**Texto para leitura**
━━━━━━━━━━━━━━━━━━━━

Começa aí a relação de dependência entre o peão e o "gato". Mesmo os que não são aliciados em hotéis e vivem com as famílias começam devendo, pois é de praxe o "gato" adiantar algum dinheiro para deixarem em casa.
O Ministério Público Federal tem processado os "gatos" e os donos dos hotéis como co-responsáveis pelo crime de trabalho escravo. A Procuradoria Federal dos Direitos do Cidadão ajuizou, de março de 2003 a março deste ano, 25 ações contra 116 pessoas: 50 são proprietários rurais, e os outros, "gatos" e donos de hotéis.
Os relatórios de quatro anos de fiscalização do Ministério do Trabalho analisados pela reportagem mostram que o "escravo" contemporâneo se divide em três categorias: o peão-de-trecho (trabalhadores errantes, sem endereço fixo nem vínculo com as famílias); o homem do campo que migrou para a periferia das cidades, mas ainda sobrevive da atividade rural; e o que continua no campo, em pequenas propriedades familiares, e faz trabalhos eventuais para complementar a renda.
O peão de trecho é o mais vulnerável e o mais dependente do "gato". A secretária de Inspeção do Ministério do Trabalho, Ruth Vilela, compara a relação entre eles à síndrome de Estocolmo, que explica a gratidão de seqüestrados para com os seqüestradores.
O Ministério do Trabalho retirou 41 trabalhadores de uma fazenda em São Félix do Araguaia (MT), no ano passado, que haviam sido aliciados pelo "gato" Edivaldo Brandão Araújo em uma pensão em Espigão do Leste (MT). Os peões dividiram o dinheiro das rescisões trabalhistas com o "gato", que chorou emocionado diante dos fiscais.

━━━━━━━━━━━━━━━━━━━━

**Exercício A**
No texto sobre trabalho escravo, quantas ações a Procuradoria Federal dos Direitos do Cidadão ajuizou de março de 2003 a março deste ano?
O texto sobre trabalho escravo e as entradas não têm relação entre si.

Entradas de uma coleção
━━━━━━━━━━━━━━━━━━━━

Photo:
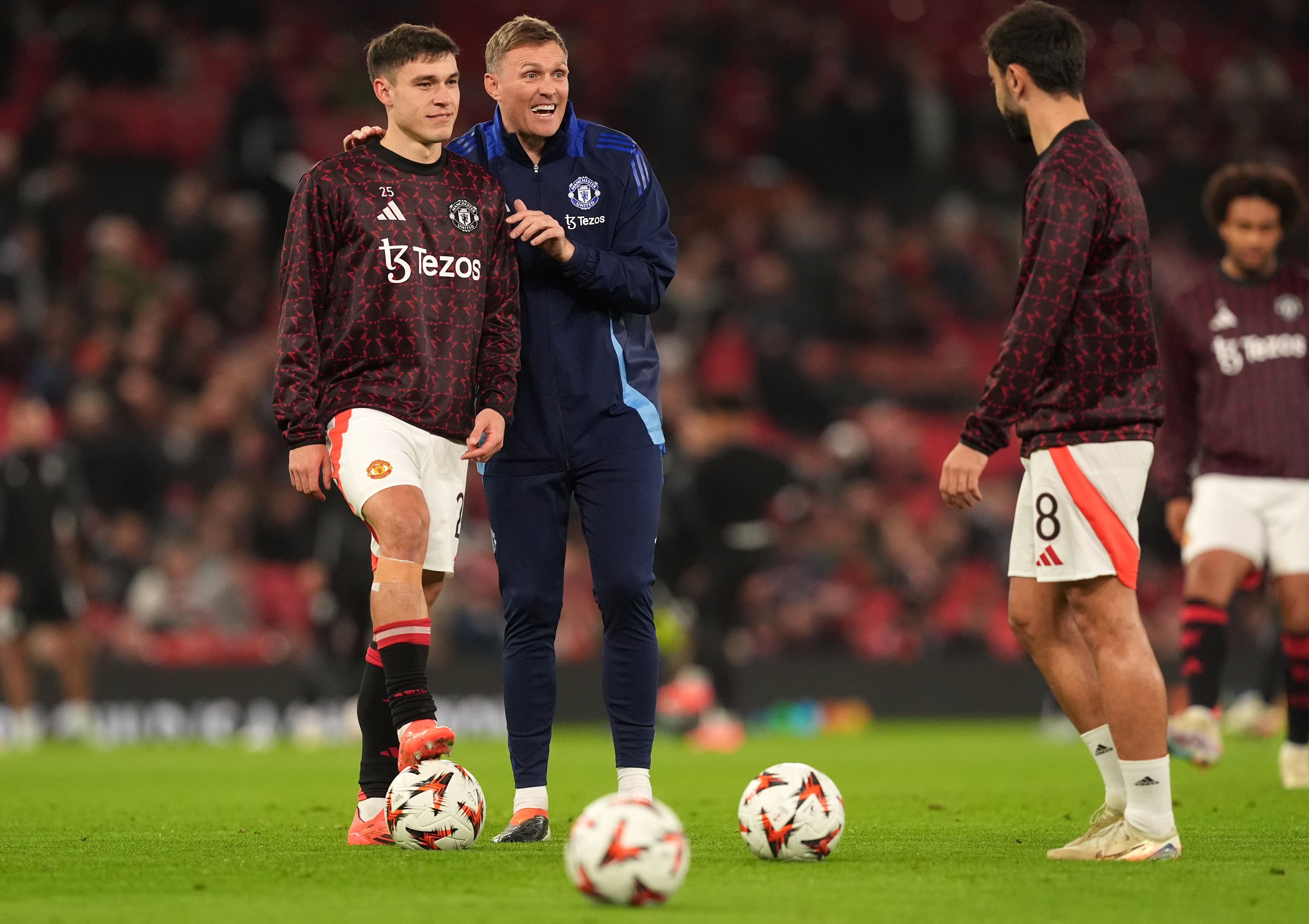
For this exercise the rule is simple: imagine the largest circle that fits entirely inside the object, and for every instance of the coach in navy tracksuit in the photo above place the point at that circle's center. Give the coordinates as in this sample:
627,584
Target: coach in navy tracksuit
595,257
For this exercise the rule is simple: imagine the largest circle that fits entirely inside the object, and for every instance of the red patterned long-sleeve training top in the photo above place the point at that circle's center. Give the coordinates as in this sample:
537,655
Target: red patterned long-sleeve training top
400,292
1078,363
1236,380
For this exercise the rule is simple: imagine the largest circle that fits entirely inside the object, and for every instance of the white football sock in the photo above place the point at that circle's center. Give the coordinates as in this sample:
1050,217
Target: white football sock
532,797
1100,743
1150,796
635,782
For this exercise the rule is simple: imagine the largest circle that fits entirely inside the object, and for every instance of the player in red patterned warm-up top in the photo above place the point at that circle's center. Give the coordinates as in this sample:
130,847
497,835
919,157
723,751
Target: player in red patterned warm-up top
1078,363
1079,376
388,304
1236,380
398,360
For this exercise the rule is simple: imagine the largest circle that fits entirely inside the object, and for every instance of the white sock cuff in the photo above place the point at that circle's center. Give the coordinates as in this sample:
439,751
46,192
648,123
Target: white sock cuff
1150,796
532,797
634,782
368,808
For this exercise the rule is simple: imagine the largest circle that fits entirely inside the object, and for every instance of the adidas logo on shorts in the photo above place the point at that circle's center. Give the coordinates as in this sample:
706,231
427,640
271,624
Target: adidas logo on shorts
1049,558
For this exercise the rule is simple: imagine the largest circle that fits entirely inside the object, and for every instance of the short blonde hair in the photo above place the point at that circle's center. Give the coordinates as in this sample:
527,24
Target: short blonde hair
516,33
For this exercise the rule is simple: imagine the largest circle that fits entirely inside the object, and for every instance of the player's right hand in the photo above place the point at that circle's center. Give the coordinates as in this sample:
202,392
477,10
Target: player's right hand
311,470
1175,518
961,477
362,135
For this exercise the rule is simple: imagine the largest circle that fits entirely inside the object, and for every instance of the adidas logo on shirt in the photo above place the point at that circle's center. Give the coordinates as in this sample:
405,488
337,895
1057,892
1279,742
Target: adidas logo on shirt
1049,558
1223,317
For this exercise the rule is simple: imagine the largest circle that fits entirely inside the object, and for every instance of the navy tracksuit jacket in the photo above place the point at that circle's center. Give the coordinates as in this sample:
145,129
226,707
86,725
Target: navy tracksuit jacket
586,426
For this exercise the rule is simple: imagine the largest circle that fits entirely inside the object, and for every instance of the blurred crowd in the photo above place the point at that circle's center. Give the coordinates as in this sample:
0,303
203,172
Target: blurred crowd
848,205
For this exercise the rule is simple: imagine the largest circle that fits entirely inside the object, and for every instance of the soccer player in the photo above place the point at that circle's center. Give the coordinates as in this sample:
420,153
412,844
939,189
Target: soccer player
1079,375
398,359
38,499
596,254
1236,387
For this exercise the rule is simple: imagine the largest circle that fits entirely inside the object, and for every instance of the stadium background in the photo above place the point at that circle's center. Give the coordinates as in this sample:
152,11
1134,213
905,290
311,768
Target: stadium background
848,205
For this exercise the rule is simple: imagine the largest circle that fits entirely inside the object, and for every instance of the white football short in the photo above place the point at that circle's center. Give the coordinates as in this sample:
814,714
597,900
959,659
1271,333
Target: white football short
1078,510
1262,519
372,451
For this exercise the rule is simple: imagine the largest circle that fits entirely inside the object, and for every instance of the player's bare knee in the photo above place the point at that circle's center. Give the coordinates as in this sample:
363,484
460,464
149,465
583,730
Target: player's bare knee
401,530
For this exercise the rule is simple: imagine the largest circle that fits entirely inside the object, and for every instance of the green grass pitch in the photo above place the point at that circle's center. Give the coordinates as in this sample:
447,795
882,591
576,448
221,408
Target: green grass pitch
947,823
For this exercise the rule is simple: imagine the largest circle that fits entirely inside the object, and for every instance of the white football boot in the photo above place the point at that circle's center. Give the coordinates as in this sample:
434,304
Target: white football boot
1077,849
1124,842
1294,762
1196,736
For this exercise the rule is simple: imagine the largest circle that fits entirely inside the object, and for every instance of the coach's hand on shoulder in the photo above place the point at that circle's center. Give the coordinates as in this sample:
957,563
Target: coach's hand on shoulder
1175,518
311,465
360,135
488,436
540,231
961,476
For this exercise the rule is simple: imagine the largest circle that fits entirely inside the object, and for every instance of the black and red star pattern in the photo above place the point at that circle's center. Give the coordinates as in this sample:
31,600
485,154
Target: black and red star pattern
436,786
387,304
430,839
1079,362
476,815
777,837
1236,380
821,847
812,787
617,850
766,782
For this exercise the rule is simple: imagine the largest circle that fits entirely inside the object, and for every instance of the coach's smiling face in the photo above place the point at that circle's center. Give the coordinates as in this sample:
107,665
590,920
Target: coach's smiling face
532,88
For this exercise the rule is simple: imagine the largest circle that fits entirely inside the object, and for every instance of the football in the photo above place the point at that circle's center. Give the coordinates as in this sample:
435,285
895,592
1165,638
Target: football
793,812
626,851
435,807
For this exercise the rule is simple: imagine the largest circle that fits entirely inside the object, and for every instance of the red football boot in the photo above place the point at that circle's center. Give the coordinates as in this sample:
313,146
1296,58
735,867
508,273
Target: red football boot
423,740
374,832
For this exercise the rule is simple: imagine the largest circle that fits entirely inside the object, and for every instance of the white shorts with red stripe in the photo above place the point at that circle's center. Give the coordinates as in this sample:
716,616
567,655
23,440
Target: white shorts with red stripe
1078,510
372,451
1262,519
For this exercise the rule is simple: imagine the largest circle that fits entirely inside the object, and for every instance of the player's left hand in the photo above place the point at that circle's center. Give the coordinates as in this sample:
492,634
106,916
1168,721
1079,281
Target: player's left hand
961,476
360,135
488,436
540,231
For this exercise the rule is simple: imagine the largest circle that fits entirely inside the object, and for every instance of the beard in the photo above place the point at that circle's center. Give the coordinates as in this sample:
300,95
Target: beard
1016,121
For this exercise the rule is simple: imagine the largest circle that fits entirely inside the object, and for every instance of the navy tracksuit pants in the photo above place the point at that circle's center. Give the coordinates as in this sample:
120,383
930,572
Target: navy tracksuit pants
620,502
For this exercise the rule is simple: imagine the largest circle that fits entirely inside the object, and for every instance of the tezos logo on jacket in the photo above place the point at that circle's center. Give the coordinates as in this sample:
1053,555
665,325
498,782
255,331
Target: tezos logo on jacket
584,193
426,264
465,216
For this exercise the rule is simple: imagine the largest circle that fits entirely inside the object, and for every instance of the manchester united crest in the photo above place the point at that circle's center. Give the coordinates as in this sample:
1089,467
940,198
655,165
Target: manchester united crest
584,193
465,216
1288,307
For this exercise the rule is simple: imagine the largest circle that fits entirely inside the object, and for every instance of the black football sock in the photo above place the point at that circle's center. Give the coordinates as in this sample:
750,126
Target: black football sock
1205,643
404,648
377,765
1296,648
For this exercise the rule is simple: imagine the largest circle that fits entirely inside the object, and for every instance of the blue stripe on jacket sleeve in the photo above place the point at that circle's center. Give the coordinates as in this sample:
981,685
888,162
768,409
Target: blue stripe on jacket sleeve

━━━━━━━━━━━━━━━━━━━━

**Exercício B**
Indique todas as linhas das entradas em que aparece a palavra "blurred".

**Resposta A**
Ajuizou 25 ações.

**Resposta B**
For this exercise the rule is simple: imagine the largest circle that fits entirely inside the object, and for every instance of the blurred crowd in the photo above place the point at that circle's center. Give the coordinates as in this sample:
Target: blurred crowd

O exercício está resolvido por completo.